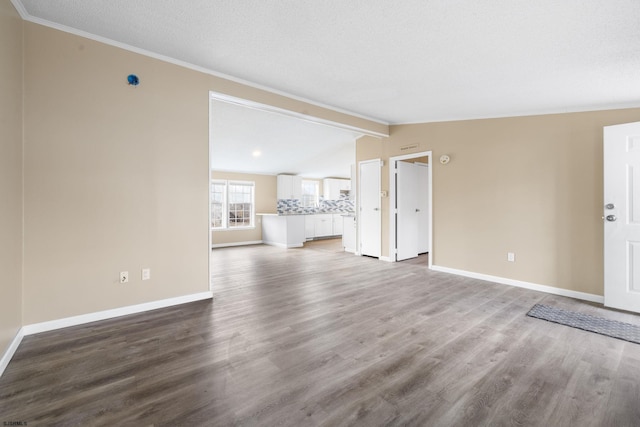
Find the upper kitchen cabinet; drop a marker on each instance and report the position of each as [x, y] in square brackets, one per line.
[289, 187]
[332, 188]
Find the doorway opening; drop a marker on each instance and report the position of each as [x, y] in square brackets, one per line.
[410, 206]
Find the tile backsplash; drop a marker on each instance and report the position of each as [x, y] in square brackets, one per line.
[293, 206]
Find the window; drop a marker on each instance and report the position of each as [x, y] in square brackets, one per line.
[232, 204]
[310, 193]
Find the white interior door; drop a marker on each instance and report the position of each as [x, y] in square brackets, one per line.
[423, 206]
[407, 210]
[370, 219]
[622, 216]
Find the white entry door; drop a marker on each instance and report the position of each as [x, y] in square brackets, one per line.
[408, 210]
[370, 219]
[622, 216]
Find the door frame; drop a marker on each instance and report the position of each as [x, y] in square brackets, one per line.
[359, 205]
[392, 201]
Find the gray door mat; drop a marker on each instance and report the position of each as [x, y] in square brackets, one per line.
[599, 325]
################
# WORK ORDER
Starting at the line that contains "Find the white entry", transcribe every line through the last line of the entries above, exactly, and nothing else.

# WRITTEN SOLUTION
Find the white entry door; drop a marker on each instance and report the position of each as [x, y] in square brackets, one per line.
[408, 210]
[370, 219]
[622, 216]
Find the door frame; drop a marker on each instance and report the position of each as [x, y] in square brackets, one per line.
[359, 205]
[392, 201]
Find the gray door mat; drop a marker on each instance and report the position of each as [x, y] in square brackets, one per line.
[599, 325]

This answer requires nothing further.